**AUFGABENSTELLUNG:** Führe den Text über den Wandel bei BMW vom Auto zum Kunden im Anschluss an seinen letzten Satz fort.

BMW schaltet um, vom Auto auf den Kunden

„Bisher wussten wir alles über das Auto, in Zukunft möchten wir alles über unsere Kunden wissen“, erklärt Rainer Feurer, Senior Vice President für kundenorientierte Verkaufsentwicklung bei BMW.

BMW schaltet um, vom Auto auf den Kunden

Als Senior Vice President leitet Rainer Feurer bei BMW die Bereiche Customer Experience und kundenorientierte Verkaufsentwicklung. In dieser Rolle treibt er den Wandel des Münchener Autoherstellers zu einem Unternehmen mit nahtlosem Omnichannel-Kundenerlebnis voran und überwacht nicht nur die Entwicklung der digitalen und Online-Kanäle, sondern auch aller anderen Kanäle.

Vor Kurzem hatten wir auf dem Adobe Summit EMEA 2017 die Gelegenheit, Feurer zum Stand der Digitalisierung bei BMW zu befragen.

Feurer: Unsere Branche verändert sich gerade von Grund auf. Das Auto der Zukunft wird autonom fahren, vernetzt sein, elektrisch angetrieben und von den Menschen gemeinsam genutzt werden. Aber auch in der Interaktion mit den Kunden gibt es gewaltige Veränderungen. Früher haben wir die Fahrzeuge über unser Händlernetzwerk verkauft. Künftig werden wir uns viel mehr auf den einzelnen Kunden und auf dessen Bedürfnisse konzentrieren – und das ein Leben lang.

Momentan befindet sich BMW im Umbruch: weg von der fahrzeugorientierten und hin zur kundenorientierten Unternehmenskultur.

CMO.com: Wie sieht das neue Kundenkonzept von BMW aus?

Feurer: Ganz einfach: So wie wir in der Vergangenheit dank der Fahrgestellnummer alles über jedes Auto wussten, möchten wir in der Zukunft über jeden Kunden Bescheid wissen. Wir wollen ein Leben lang personalisierte, individuelle Angebote machen können, die genau auf ihre jeweiligen Bedürfnisse zugeschnitten sind.

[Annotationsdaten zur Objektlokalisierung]

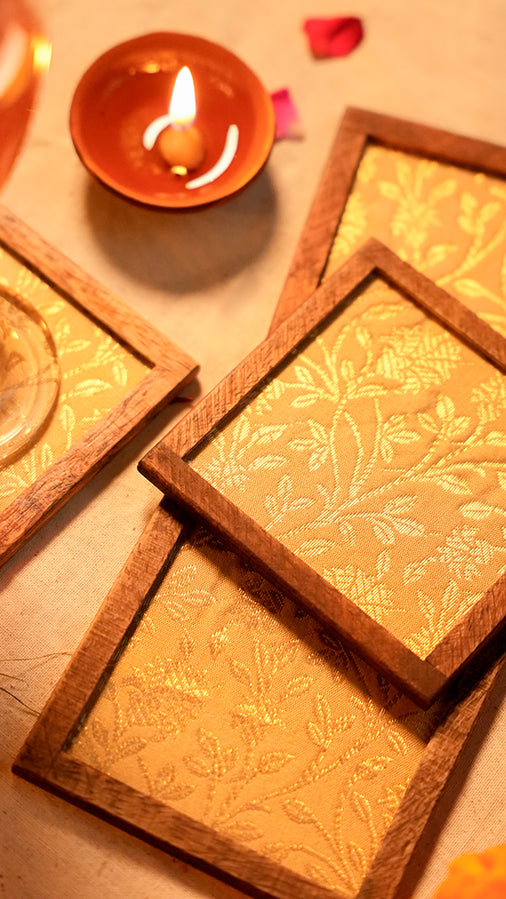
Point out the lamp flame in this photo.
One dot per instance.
(183, 107)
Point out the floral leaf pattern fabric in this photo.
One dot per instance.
(96, 373)
(229, 702)
(375, 456)
(449, 222)
(232, 706)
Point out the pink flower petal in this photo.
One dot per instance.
(333, 37)
(287, 116)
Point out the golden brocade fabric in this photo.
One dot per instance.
(378, 457)
(97, 372)
(230, 705)
(449, 222)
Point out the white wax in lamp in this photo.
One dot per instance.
(179, 141)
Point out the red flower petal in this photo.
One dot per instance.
(333, 37)
(287, 116)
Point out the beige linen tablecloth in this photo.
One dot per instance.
(210, 281)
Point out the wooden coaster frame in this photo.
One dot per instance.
(169, 369)
(44, 758)
(356, 129)
(421, 679)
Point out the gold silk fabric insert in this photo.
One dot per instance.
(231, 706)
(449, 222)
(377, 456)
(97, 372)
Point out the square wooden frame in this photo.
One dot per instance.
(421, 679)
(44, 760)
(357, 127)
(170, 369)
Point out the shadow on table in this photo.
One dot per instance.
(185, 251)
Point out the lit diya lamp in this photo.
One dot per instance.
(172, 120)
(180, 142)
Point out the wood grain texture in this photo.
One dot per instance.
(170, 369)
(357, 127)
(416, 677)
(432, 789)
(419, 816)
(422, 682)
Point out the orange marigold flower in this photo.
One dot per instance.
(476, 876)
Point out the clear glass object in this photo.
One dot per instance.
(29, 369)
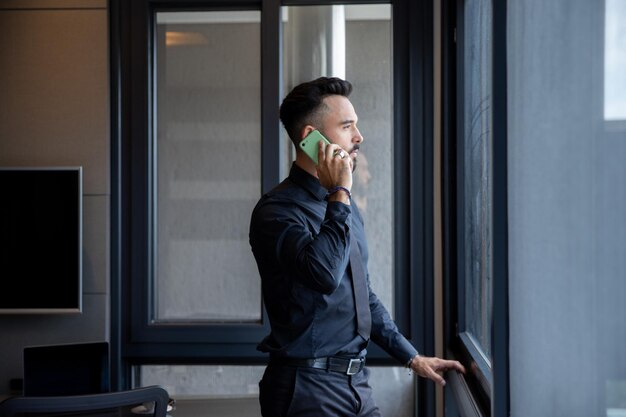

**LÖSUNG:**
CMO.com: Wie schaffen Sie es, die Kunden ganz individuell anzusprechen und wie verändert das Ihr Geschäft?

Feurer: Zu allererst müssen wir die Online-Kanäle und Social Media in unseren Geschäftsbetrieb einflechten. Danach müssen alle Informationen aus dem Händlernetzwerk integriert werden. Zukünftig werden wir dann erfahren, wie die Kunden unsere Fahrzeuge nutzen. Im Moment arbeiten wir am Aufbau der digitalen Assets, um direkt mit den Kunden zu interagieren. Unser Online-Auftritt, der gerade überarbeitet wird, soll später als Schnittstelle fungieren. Dort können die Kunden dann am eigenen Bildschirm alles erledigen, wofür sie früher zum Händler gehen mussten.

CMO.com: Können Sie uns ein bisschen mehr über Ihr „Online-Autohaus“ verraten?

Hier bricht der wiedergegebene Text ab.